* **Instructions for the task**
Return every line of the data below unchanged.

---------- Extracted information

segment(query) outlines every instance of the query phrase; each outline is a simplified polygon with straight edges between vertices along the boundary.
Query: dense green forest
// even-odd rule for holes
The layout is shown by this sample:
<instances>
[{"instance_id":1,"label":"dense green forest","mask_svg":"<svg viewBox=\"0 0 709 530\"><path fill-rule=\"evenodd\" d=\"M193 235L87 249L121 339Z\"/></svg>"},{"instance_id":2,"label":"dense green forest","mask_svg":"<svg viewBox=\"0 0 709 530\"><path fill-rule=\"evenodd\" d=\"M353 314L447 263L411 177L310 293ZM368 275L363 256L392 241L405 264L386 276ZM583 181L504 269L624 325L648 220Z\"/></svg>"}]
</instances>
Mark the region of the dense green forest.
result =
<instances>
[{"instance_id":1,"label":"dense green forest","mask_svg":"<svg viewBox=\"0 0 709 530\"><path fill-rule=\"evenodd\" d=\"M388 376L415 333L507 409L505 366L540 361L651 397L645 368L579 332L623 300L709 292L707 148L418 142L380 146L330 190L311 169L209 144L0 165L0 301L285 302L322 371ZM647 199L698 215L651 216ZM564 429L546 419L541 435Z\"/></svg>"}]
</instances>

--------------------

* **The answer**
segment(query) outlines every instance of the query phrase; each outline is a simplified polygon with straight edges between vertices along the boundary.
Query: dense green forest
// even-odd rule for holes
The layout is shown by this sample:
<instances>
[{"instance_id":1,"label":"dense green forest","mask_svg":"<svg viewBox=\"0 0 709 530\"><path fill-rule=\"evenodd\" d=\"M193 235L87 249L121 339Z\"/></svg>"},{"instance_id":2,"label":"dense green forest","mask_svg":"<svg viewBox=\"0 0 709 530\"><path fill-rule=\"evenodd\" d=\"M353 314L447 263L411 177L310 293ZM368 275L363 256L392 241L405 264L386 276ZM583 181L504 269L624 325L648 220Z\"/></svg>"}]
</instances>
Mark the region of the dense green forest.
result =
<instances>
[{"instance_id":1,"label":"dense green forest","mask_svg":"<svg viewBox=\"0 0 709 530\"><path fill-rule=\"evenodd\" d=\"M388 376L415 333L507 409L505 366L540 361L651 397L645 368L579 332L623 300L709 292L707 148L418 142L380 146L330 190L311 169L209 144L0 165L0 301L285 302L322 371ZM647 199L698 215L651 216ZM564 429L546 419L541 435Z\"/></svg>"}]
</instances>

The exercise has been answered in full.